Passage given start
A single-machine implementation of the MapReduce paper, written from scratch in C. A coordinator process dispatches map and reduce tasks to N workers over a custom length-prefixed TCP protocol. Workers crash, time out, or come back; the coordinator reassigns. The coordinator itself can be killed mid-job — it replays an append-only log on restart and picks up where it left off.
~3.6K lines of C. No dependencies beyond libc.
make # builds ./master and ./worker
./master & # listens on :9999 by default
./worker # one worker; spawn more in extra shellsInput splits live in ./input/, intermediate files in ./intermediate/, final
output in ./output/. Bundled workload is word count; three input splits, four
reduce partitions.
$ cat output/mr-out-*
and 1
brown 2
fox 1
...Settings live in a config file (port, n_reduce, task timeout, AOF path). Run with
defaults or pass a config: ./master mr.conf.
./master &
./worker
# let a few maps complete...
kill -9 $(pgrep '^master$') # SIGKILL — no clean shutdown
./master # restart
# [aof_load] replay complete: M=3 R=4 maps_done=2 reduces_done=0
./worker # picks up where it left offThe replay line is the recovery proof. The maps that finished before the kill are not redone; the ones that didn't are reassigned to the new worker.
flowchart TD
M["<b>master</b><br/>single process · single thread<br/>kqueue event loop<br/>maps[M] · reduces[R] · workers[]"]
AOF[("mr.aof<br/>(fsync'd)")]
W1["worker 1"]
W2["worker 2"]
WN["worker N"]
I[("intermediate/<br/>mr-X-Y")]
O[("output/<br/>mr-out-Y")]
M -.->|append + fsync| AOF
M <-->|TCP :9999| W1
M <-->|TCP :9999| W2
M <-->|TCP :9999| WN
W1 --> I
W2 --> I
WN --> I
W1 --> O
W2 --> O
WN --> O
The master is single-threaded. There are no mutexes anywhere in the master because there is no thread to race against — the kqueue event loop reads one event at a time and never blocks. Accept, read, write, and fsync are all either nonblocking or short enough not to matter.
Workers are blocking clients. A worker sits on a recv between tasks. There is
no event loop on the worker side; it's a sequential loop of get_task → run → report → ack.
Passage given end
Records start
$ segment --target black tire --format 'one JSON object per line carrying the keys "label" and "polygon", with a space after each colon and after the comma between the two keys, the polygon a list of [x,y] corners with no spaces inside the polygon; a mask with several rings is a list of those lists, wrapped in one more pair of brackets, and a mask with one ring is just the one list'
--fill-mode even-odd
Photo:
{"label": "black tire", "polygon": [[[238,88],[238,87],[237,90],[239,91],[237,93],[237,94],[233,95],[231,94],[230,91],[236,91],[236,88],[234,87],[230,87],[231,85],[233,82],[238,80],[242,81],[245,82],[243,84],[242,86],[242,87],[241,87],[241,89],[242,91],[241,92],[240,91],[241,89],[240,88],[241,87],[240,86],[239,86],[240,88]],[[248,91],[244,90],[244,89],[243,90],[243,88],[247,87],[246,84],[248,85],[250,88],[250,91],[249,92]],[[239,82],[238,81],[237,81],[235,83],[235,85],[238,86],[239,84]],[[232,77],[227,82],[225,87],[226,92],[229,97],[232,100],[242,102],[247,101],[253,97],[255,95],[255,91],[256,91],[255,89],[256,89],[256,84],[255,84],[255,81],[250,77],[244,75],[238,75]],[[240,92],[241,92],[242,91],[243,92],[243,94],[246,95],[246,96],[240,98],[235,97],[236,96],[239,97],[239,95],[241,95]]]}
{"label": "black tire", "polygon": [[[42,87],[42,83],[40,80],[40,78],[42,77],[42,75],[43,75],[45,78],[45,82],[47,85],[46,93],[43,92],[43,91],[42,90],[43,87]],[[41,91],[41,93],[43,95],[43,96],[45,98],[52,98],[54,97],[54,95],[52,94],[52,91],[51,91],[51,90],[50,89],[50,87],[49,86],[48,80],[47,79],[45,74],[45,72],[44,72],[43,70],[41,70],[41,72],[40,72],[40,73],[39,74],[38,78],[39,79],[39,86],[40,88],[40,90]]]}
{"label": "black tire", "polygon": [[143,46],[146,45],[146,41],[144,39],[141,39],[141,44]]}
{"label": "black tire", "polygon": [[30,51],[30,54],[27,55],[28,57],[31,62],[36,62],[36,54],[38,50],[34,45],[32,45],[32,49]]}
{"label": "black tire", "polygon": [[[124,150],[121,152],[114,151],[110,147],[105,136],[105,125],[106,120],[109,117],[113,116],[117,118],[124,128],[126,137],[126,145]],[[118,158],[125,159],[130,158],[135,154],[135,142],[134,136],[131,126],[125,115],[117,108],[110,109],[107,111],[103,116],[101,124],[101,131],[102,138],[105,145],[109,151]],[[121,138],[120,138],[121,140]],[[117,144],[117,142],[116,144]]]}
Records end
Using the MapReduce write-up, list every setting it says the config file holds. You won't need the records for this.

• [Output of the task]
- port
- n_reduce
- task timeout
- AOF path